_Tasks to perform_:
1. Answer these from the court judgment excerpt, one line each:
(a) Which division of the Court of Appeal gave the decision now under appeal?
(b) What sum do the plaintiffs claim as general damages for trespass?
(c) Between which months of which year was the trespass allegedly committed?
2. Carry on the court judgment excerpt from the point where it stops, in the same judicial voice.

U. MOHAMMED, J.S.C. (Delivering the Leading Judgment): This is an appeal from the judgment of the Court of Appeal, Ibadan Division. In its decision, the lower court affirmed the judgment of Ajileye J. of Oyo State High Court which the learned trial judge delivered at Oshogbo. The claim of the plaintiffs, who are respondents in this appeal, as per their writ of summons, is as follows:

“(i)     Declaration that the plaintiffs, by customary occupation are entitled to the customary right of occupancy to the plaintiff’s Songbe/Idi-Iroko Farmland situate lying and being at Songbe/Idi-Iroko, Kuta in Iwo East Local Government Area of Oshun Division of Oyo State of Nigeria; (Relevant Plan of the said disputed land to be filed with the Statement of Claim will show specific delimitations.)

(ii)     N1000 being General Damages against the defendants for trespass committed upon the said farmland by the said defendants and/or their agents between February and May, 1982.

(iii)    Injunction restraining the defendants, their agents, servants and/or privies from further acts of trespass upon the said farmland.”

_Raw records_:

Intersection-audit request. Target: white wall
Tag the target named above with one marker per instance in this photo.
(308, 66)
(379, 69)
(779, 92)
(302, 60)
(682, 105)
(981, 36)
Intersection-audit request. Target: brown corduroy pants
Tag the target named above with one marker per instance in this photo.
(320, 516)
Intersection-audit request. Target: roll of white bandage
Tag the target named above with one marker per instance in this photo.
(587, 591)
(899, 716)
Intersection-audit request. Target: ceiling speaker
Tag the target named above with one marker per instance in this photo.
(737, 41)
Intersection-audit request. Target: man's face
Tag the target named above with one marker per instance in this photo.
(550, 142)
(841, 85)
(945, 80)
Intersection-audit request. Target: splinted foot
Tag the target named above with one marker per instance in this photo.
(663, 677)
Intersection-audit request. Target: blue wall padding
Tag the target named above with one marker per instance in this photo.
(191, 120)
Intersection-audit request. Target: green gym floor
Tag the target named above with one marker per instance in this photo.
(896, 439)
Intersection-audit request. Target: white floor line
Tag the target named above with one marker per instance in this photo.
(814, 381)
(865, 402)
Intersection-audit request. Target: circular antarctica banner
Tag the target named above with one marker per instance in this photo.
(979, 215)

_Task-by-task results_:
1.
(a) The Ibadan Division.
(b) N1000.
(c) Between February and May, 1982.

2.
From the reliefs claimed in the Writ of Summons, the parties are in dispute over title to a piece of farmland at Songbe/Idi-Iroko, Kuta, in Iwo East Local Government Area, now in Osun State. At the conclusion of the trial the learned trial Judge, in a considered judgment, found in favour of the plaintiffs/respondents and granted all the reliefs sought for in the writ. In claim (ii) however the trial court awarded only N750.00 damages. Dissatisfied with the decision of the trial High Court the appellants appealed to the Court of Appeal. At the Court of Appeal the appellants brought in for the first time the issue of jurisdiction. Ground 5 reads:

“The learned trial Judge erred in law when he assumed jurisdiction over the land in dispute and which land is subject to Customary Right of Occupancy.”

Two issues were raised in respect of Ground 5. They are:

“(i)     Whether the High Court had jurisdiction to adjudicate on the matter before it having regard to the provisions of the Land Use Act 1978, particularly sections 39 and 41 thereof.

(ii)     Whether there is anything on toe record to show that the land in dispute is in a rural area.”

The Court of Appeal considered all the issues including the issue questioning the jurisdiction of the High Court to adjudicate in the matter and in a considered judgment it dismissed the appeal. The appellants have further appealed to this court on five grounds of appeal. The following 6 issues have been formulated by the appellant for the determination of the appeal:

“1.     Whether the learned trial Judge was right in finding for the plaintiffs/respondents, when the plaintiffs/respondents had not proved a case of trespass against the defendants/appellants to the satisfaction of the court.

  1. Whether the plaintiffs/respondents who claimed title to the land in dispute on the ground of settlement by their ancestor have established such title.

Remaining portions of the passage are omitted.